Please lay out every line of the items below as a Markdown table with two columns, No. and Text, numbering the rows and leaving out any blank lines.
** begin **
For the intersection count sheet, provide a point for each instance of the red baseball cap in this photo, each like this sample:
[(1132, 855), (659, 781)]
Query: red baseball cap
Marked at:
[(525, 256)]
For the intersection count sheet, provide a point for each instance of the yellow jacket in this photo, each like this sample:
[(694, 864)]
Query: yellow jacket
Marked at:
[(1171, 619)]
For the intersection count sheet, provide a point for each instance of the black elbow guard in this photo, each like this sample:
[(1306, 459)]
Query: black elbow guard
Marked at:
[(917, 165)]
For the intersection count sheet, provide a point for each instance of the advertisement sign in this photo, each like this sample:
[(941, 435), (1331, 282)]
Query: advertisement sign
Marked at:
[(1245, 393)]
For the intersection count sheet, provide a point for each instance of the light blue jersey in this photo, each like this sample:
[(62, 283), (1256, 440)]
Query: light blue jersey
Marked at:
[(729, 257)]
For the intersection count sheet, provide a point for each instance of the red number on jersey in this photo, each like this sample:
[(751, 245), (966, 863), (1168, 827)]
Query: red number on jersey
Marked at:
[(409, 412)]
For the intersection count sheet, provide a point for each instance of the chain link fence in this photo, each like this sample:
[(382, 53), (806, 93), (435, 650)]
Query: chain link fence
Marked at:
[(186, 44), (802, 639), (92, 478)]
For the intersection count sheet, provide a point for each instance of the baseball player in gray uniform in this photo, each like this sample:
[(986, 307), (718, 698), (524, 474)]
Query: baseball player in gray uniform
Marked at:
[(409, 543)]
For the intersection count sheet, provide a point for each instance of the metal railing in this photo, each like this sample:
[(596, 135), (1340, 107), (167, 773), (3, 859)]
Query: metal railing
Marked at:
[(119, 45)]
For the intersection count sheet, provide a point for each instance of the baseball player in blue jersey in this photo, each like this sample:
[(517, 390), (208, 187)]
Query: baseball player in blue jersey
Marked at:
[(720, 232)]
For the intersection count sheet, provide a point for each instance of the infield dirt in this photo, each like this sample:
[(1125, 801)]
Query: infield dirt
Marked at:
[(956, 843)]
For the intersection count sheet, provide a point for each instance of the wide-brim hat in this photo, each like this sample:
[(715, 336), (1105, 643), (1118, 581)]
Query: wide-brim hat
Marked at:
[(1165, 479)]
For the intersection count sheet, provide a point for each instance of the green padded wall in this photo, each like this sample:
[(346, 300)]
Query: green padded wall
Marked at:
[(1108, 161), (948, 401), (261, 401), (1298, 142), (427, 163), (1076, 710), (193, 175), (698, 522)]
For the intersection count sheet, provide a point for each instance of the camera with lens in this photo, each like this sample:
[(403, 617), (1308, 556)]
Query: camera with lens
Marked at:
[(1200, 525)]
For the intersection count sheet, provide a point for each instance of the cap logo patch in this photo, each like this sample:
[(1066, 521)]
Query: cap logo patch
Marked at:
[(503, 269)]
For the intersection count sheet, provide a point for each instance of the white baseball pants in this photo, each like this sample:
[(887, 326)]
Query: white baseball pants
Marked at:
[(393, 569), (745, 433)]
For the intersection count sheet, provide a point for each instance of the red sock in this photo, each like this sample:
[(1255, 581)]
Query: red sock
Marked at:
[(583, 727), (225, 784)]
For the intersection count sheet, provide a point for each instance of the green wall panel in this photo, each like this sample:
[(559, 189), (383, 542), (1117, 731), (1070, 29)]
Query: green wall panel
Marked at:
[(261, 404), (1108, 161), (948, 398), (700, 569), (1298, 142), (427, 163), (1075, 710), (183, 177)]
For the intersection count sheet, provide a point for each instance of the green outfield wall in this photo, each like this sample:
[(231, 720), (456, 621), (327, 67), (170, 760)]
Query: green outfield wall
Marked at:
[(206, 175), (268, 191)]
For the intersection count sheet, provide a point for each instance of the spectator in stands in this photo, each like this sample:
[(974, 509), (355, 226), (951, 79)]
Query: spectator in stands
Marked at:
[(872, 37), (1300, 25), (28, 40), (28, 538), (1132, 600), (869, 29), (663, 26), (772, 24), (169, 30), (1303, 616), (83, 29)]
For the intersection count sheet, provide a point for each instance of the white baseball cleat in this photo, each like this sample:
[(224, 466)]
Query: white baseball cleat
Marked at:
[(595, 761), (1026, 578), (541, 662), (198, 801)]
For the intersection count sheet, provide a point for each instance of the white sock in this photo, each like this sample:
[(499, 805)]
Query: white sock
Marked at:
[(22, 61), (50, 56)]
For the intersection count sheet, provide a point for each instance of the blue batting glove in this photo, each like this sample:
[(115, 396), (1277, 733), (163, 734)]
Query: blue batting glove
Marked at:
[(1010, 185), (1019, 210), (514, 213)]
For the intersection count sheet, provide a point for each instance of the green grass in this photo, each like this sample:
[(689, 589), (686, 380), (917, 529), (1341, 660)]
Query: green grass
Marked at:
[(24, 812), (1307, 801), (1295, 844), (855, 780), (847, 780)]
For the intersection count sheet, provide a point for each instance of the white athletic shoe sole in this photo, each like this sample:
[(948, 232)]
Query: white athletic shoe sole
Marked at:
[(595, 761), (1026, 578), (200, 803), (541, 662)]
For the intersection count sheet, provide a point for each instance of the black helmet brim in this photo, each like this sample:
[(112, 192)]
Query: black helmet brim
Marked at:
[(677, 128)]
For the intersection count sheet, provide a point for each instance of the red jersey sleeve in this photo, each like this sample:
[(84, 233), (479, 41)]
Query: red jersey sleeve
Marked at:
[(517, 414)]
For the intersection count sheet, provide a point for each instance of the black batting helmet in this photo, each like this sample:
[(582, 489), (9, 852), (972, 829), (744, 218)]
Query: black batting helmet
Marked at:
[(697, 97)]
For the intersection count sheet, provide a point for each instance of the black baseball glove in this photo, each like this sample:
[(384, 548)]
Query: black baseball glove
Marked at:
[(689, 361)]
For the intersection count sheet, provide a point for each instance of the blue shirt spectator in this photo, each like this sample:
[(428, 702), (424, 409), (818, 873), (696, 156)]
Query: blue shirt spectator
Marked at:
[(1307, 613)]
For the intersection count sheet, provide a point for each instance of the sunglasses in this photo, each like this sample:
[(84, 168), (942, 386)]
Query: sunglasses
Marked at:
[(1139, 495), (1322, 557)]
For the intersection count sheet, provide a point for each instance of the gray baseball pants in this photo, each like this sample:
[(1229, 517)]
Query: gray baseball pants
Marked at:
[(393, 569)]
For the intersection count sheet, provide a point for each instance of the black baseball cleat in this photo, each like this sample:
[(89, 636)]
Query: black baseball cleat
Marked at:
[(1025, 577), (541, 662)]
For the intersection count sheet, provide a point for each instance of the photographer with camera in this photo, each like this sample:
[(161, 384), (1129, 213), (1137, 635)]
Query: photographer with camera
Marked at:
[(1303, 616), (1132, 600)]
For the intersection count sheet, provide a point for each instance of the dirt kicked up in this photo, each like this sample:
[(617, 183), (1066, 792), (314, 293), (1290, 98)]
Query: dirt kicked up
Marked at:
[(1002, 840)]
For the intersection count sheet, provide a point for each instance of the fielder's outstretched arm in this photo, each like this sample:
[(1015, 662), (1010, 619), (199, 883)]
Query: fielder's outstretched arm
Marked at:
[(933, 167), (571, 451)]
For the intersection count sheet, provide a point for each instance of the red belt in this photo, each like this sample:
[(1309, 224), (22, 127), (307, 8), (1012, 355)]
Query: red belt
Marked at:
** end **
__Solved problem__:
| No. | Text |
|---|---|
| 1 | For the intersection count sheet, provide a point for each instance of the red baseball cap in this photo, each like this sample: |
| 2 | [(1132, 855), (659, 781)] |
| 3 | Query: red baseball cap |
| 4 | Marked at: |
| 5 | [(525, 256)] |
| 6 | For the intersection count sheet, provide a point for each instance of the yellow jacket in this photo, each like this sample: |
| 7 | [(694, 864)] |
| 8 | Query: yellow jacket |
| 9 | Marked at: |
| 10 | [(1171, 619)] |
| 11 | For the intersection count sheet, provide a point for each instance of the black elbow guard in this photo, each like this sample: |
| 12 | [(1306, 459)] |
| 13 | Query: black elbow guard |
| 14 | Marked at: |
| 15 | [(917, 165)] |
| 16 | For the intersection count sheet, provide a point for each instance of the advertisement sign in this photo, each like this sample: |
| 17 | [(941, 435), (1331, 282)] |
| 18 | Query: advertisement sign |
| 19 | Marked at: |
| 20 | [(1245, 393)] |
| 21 | For the intersection count sheet, provide a point for each instance of the light blue jersey in this photo, each like this sample: |
| 22 | [(62, 283), (1256, 440)] |
| 23 | Query: light blue jersey |
| 24 | Marked at: |
| 25 | [(729, 257)] |
| 26 | For the intersection count sheet, provide a point for each instance of the red number on jersey in this photo, each like this sample: |
| 27 | [(751, 245), (966, 863), (1168, 827)] |
| 28 | Query: red number on jersey |
| 29 | Marked at: |
| 30 | [(409, 412)] |
| 31 | For the intersection count sheet, provide a point for each instance of the chain link fence in this photo, each like this sample: |
| 32 | [(382, 53), (806, 93), (435, 650)] |
| 33 | Query: chain link fence |
| 34 | Marked at: |
| 35 | [(186, 44), (802, 639), (92, 478)] |
| 36 | For the intersection count sheet, provide a point for each instance of the baseball player in gray uniform in this photo, each like this sample: |
| 37 | [(986, 307), (718, 698), (524, 474)] |
| 38 | Query: baseball player in gray uniform |
| 39 | Marked at: |
| 40 | [(409, 543)] |
| 41 | For the intersection count sheet, provide a point for each instance of the metal railing in this photo, each like this sample: |
| 42 | [(596, 135), (1340, 107), (167, 773), (3, 859)] |
| 43 | Query: metal railing |
| 44 | Marked at: |
| 45 | [(119, 45)] |
| 46 | For the intersection count sheet, provide a point for each instance of the baseball player in blue jersey in this photo, each like this sample: |
| 47 | [(517, 390), (208, 187)] |
| 48 | Query: baseball player in blue jersey |
| 49 | Marked at: |
| 50 | [(720, 232)] |
| 51 | For the intersection count sheet, provide a point for each instance of the infield dirt in this photo, each like this sample: |
| 52 | [(1125, 801)] |
| 53 | Query: infield dirt |
| 54 | Marked at: |
| 55 | [(956, 843)] |
| 56 | For the intersection count sheet, provide a point for each instance of the wide-brim hat in this photo, each like this sample: |
| 57 | [(715, 336), (1105, 643), (1118, 581)] |
| 58 | Query: wide-brim hat |
| 59 | Marked at: |
| 60 | [(1165, 479)] |
| 61 | For the intersection count sheet, provide a point for each instance of the green padded wall in this photo, each like this sample: |
| 62 | [(346, 300)] |
| 63 | Query: green padded wall |
| 64 | Marked at: |
| 65 | [(1108, 161), (948, 401), (261, 401), (1298, 142), (427, 163), (1076, 710), (193, 175), (698, 522)] |
| 66 | For the intersection count sheet, provide a point for each instance of the camera with lens in this photo, each like this sample: |
| 67 | [(403, 617), (1308, 556)] |
| 68 | Query: camera with lens |
| 69 | Marked at: |
| 70 | [(1200, 525)] |
| 71 | For the intersection count sheet, provide a point for each instance of the cap logo patch in this photo, each like this sample: |
| 72 | [(1066, 521)] |
| 73 | Query: cap logo patch |
| 74 | Marked at: |
| 75 | [(503, 269)] |
| 76 | For the intersection count sheet, provide a point for each instance of the white baseball pants in this photo, each like this sample: |
| 77 | [(887, 326)] |
| 78 | Query: white baseball pants |
| 79 | Marked at: |
| 80 | [(393, 569), (745, 433)] |
| 81 | For the intersection count sheet, provide a point for each instance of the red sock in this photo, each like this sample: |
| 82 | [(1255, 581)] |
| 83 | Query: red sock |
| 84 | Marked at: |
| 85 | [(583, 727), (225, 784)] |
| 86 | For the intersection count sheet, provide a point for each instance of the green wall panel in this photo, each like this sample: |
| 87 | [(559, 189), (383, 542), (1117, 731), (1070, 29)] |
| 88 | Query: green wall panel |
| 89 | Marked at: |
| 90 | [(261, 404), (1108, 161), (948, 398), (700, 569), (1298, 142), (427, 163), (1075, 710), (183, 177)] |
| 91 | For the intersection count sheet, provide a point for each instance of the green outfield wall in this photo, each like this sample: |
| 92 | [(231, 720), (456, 621), (327, 67), (170, 760)] |
| 93 | Query: green outfield wall |
| 94 | Marked at: |
| 95 | [(206, 175), (268, 191)] |
| 96 | For the intersection count sheet, provide a point for each instance of the spectator in stands in this photo, each like this sample: |
| 97 | [(974, 509), (355, 226), (951, 79)] |
| 98 | Query: spectator in stands |
| 99 | Marked at: |
| 100 | [(872, 37), (1300, 25), (28, 40), (28, 538), (1132, 600), (869, 29), (663, 26), (772, 24), (169, 30), (1303, 616), (83, 29)] |
| 101 | For the intersection count sheet, provide a point for each instance of the white baseball cleat in this photo, each like this sample: |
| 102 | [(224, 466)] |
| 103 | Query: white baseball cleat |
| 104 | Marked at: |
| 105 | [(595, 761), (1026, 578), (541, 662), (198, 801)] |
| 106 | For the intersection count sheet, provide a point for each instance of the white sock in this photo, each like this sample: |
| 107 | [(499, 805)] |
| 108 | Query: white sock |
| 109 | Marked at: |
| 110 | [(22, 61), (50, 56)] |
| 111 | For the intersection count sheet, provide a point for each instance of the blue batting glove in this photo, each like this sample: |
| 112 | [(115, 396), (1277, 733), (163, 734)] |
| 113 | Query: blue batting glove |
| 114 | Marked at: |
| 115 | [(1010, 185), (1019, 210), (514, 213)] |
| 116 | For the intersection count sheet, provide a point for each instance of the green grass in this photo, each like this sample: |
| 117 | [(689, 589), (686, 380), (917, 529), (1341, 660)] |
| 118 | Query: green grass |
| 119 | Marked at: |
| 120 | [(24, 812), (1307, 801), (1295, 844), (855, 780), (847, 780)] |
| 121 | For the intersection count sheet, provide a point for each instance of the white athletic shoe sole in this photo, each like this sample: |
| 122 | [(948, 232)] |
| 123 | Query: white athletic shoe sole |
| 124 | Marked at: |
| 125 | [(595, 761), (1026, 578), (200, 803), (541, 662)] |
| 126 | For the intersection count sheet, provide a point for each instance of the black helmet brim in this photo, each like this sample: |
| 127 | [(112, 192)] |
| 128 | Query: black helmet brim |
| 129 | Marked at: |
| 130 | [(677, 128)] |
| 131 | For the intersection count sheet, provide a point for each instance of the red jersey sleeve in this photo, each like this sample: |
| 132 | [(84, 233), (479, 41)] |
| 133 | Query: red jersey sleeve |
| 134 | Marked at: |
| 135 | [(517, 414)] |
| 136 | For the intersection count sheet, provide a point for each instance of the black batting helmet in this photo, each like this sample: |
| 137 | [(582, 489), (9, 852), (972, 829), (744, 218)] |
| 138 | Query: black batting helmet |
| 139 | Marked at: |
| 140 | [(697, 97)] |
| 141 | For the intersection count sheet, provide a point for each instance of the black baseball glove in this photo, each like this sample: |
| 142 | [(384, 548)] |
| 143 | Query: black baseball glove |
| 144 | Marked at: |
| 145 | [(689, 361)] |
| 146 | For the intersection count sheet, provide a point for each instance of the blue shirt spectator in this photo, each like this sample: |
| 147 | [(428, 702), (424, 409), (818, 873), (696, 156)] |
| 148 | Query: blue shirt spectator |
| 149 | Marked at: |
| 150 | [(1307, 613)] |
| 151 | For the intersection count sheet, provide a point for each instance of the sunglasses in this photo, each like this sample: |
| 152 | [(84, 168), (942, 386)] |
| 153 | Query: sunglasses |
| 154 | Marked at: |
| 155 | [(1139, 495), (1322, 557)] |
| 156 | For the intersection count sheet, provide a point for each instance of the gray baseball pants in this photo, each like this sample: |
| 157 | [(1229, 517)] |
| 158 | Query: gray baseball pants |
| 159 | Marked at: |
| 160 | [(393, 569)] |
| 161 | For the intersection count sheet, provide a point for each instance of the black baseball cleat in this photo, each like this sample: |
| 162 | [(89, 636)] |
| 163 | Query: black baseball cleat |
| 164 | Marked at: |
| 165 | [(1025, 577), (541, 662)] |
| 166 | For the intersection count sheet, provide a point for each instance of the photographer with camera in this photo, each like this sample: |
| 167 | [(161, 384), (1129, 213), (1137, 635)] |
| 168 | Query: photographer with camera |
| 169 | Marked at: |
| 170 | [(1303, 616), (1132, 600)] |
| 171 | For the intersection count sheet, provide a point for each instance of the dirt kicked up in this photo, each like this sample: |
| 172 | [(617, 183), (1066, 792), (314, 293), (1290, 98)] |
| 173 | Query: dirt kicked up |
| 174 | Marked at: |
| 175 | [(1002, 840)] |
| 176 | For the intersection count sheet, provide a point for each instance of the fielder's outstretched arm in this photo, each like this sample: |
| 177 | [(1015, 662), (1010, 619), (199, 883)] |
| 178 | Query: fielder's outstretched arm |
| 179 | Marked at: |
| 180 | [(933, 167), (571, 451)] |
| 181 | For the intersection count sheet, provide a point for each instance of the red belt in this photo, each like this sample: |
| 182 | [(1309, 224), (22, 127), (307, 8), (1012, 355)] |
| 183 | Query: red belt |
| 184 | Marked at: |